**Description of the task**: Render the items below as a Markdown table with two columns, Index for the row number and Entry for each line, leaving out any blank lines.

==============================

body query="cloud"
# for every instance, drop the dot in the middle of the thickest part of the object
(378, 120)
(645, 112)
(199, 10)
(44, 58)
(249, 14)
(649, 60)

==============================

**Solution to this task**:
| Index | Entry |
|---|---|
| 1 | body query="cloud" |
| 2 | # for every instance, drop the dot in the middle of the thickest part of the object |
| 3 | (378, 120) |
| 4 | (645, 112) |
| 5 | (199, 10) |
| 6 | (44, 58) |
| 7 | (249, 14) |
| 8 | (649, 60) |